Excerto do texto:
════════════════
Embora, esta última seja uma aliada de Washington, tem também uma agenda própria, agenda esta que está muito ligada à sua tentativa de sobrevivência como regime teocrático e ditatorial na região.


Mas, também ganharam protagonismo forças político-religiosas, como os salafitas, que estão muito ligados ao Irão. Há, nesta contenda, uma potência nascente regional muçulmana, que é a Turquia, que pretende interferir em toda a região (muitos dos povos com os azeris e os iugures, entre outros, têm uma ligação aos turcomanos), mas surgem, como potência, com um óbice para os seus correlegionários, quer sejam sunitas ou xiitas. Está ligada à NATO e aos norte-americanos.


Todavia, a crise na Síria e a presença crescente naval na região do Irão, por um lado, e da Rússia e China, por outro, na região (não esquecer que o governo chinês tem 25 navios de guerra entre a Somália e o Golfo Pérsico!!!), embaraçou a Turquia, e, isto porque a intervenção turca no interior do território sírio já levou à captura de perto de 100 "homens das tropas especiais" de Ancara, sendo que, na sua maioria, segundo a imprensa local, pertencem aos serviços secretos.


Ora, a passagem e presença de navios de guerra iranianos ao longo da costa mediterrânica, que abrange a Síria, Israel e a própria Turquia, é um sinal dado por Teerão de que uma nova potência - ainda que regional e incipiente - está a dar a cara aos seus possíveis concorrentes.


Um alto político iraniano foi muito explicítico (embora com alguma dose de demagogia): a presenças de esquadras navais da Rússia e do Irão, quer no litoral líbio-egípcio, quer na Síria "é uma mensagem forte contra qualquer possível aventureirismo dos EUA".


"No caso de os EUA cometerem qualquer erro estratégico na Síria, há real possibilidade de que o Irão, a Rússia e vários outros países ripostem com força esmagadora contra os Estados Unidos", acrescentou o mesmo político.


Este é que é o busilis da questão: Quem cometer um erro - passagem da diplomacia para a guerra, não se terá uma percepção, no imediato, quem terá os estragos mais elevados e quem necessitará de empregar mais meios militares e mais violentos. 


A prazo, sabe-se que os EUA poderão vencer.
════════════════
Dados registados:

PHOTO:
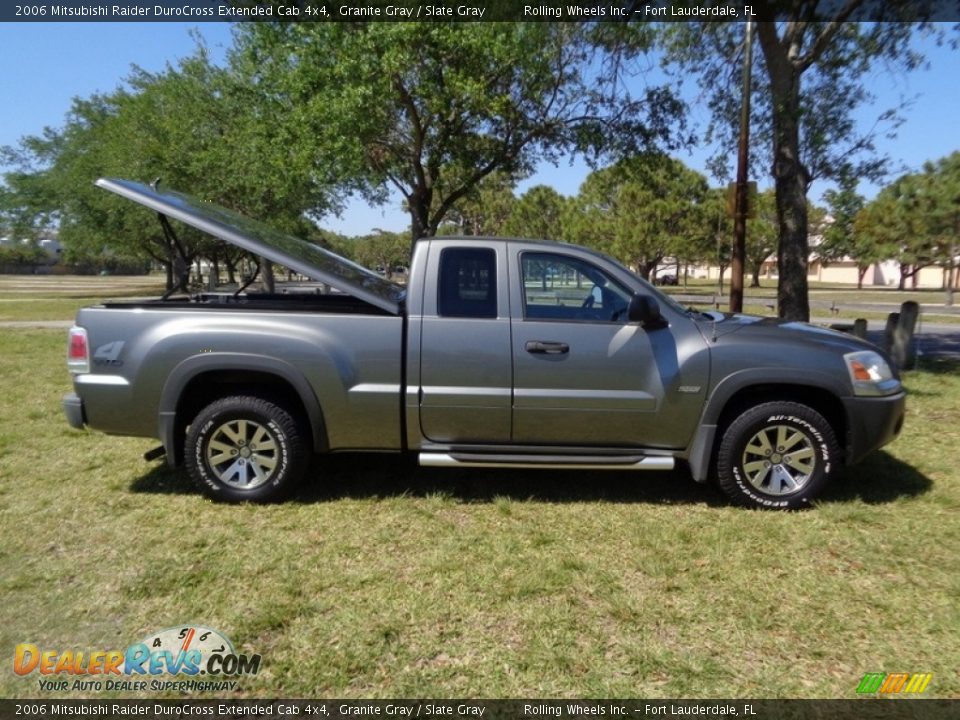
════════════════
Tarefa escrita 1: Transcreva tudo o que está no excerto, desde "Um alto político" até "e mais violentos.".
Tarefa escrita 2: Segundo o excerto, quantos navios de guerra tem o governo chinês entre a Somália e o Golfo Pérsico?
O material acima não tem relação com o excerto.

Resposta correta 1:
Um alto político iraniano foi muito explicítico (embora com alguma dose de demagogia): a presenças de esquadras navais da Rússia e do Irão, quer no litoral líbio-egípcio, quer na Síria "é uma mensagem forte contra qualquer possível aventureirismo dos EUA".


"No caso de os EUA cometerem qualquer erro estratégico na Síria, há real possibilidade de que o Irão, a Rússia e vários outros países ripostem com força esmagadora contra os Estados Unidos", acrescentou o mesmo político.


Este é que é o busilis da questão: Quem cometer um erro - passagem da diplomacia para a guerra, não se terá uma percepção, no imediato, quem terá os estragos mais elevados e quem necessitará de empregar mais meios militares e mais violentos.

Resposta correta 2: 25 navios de guerra.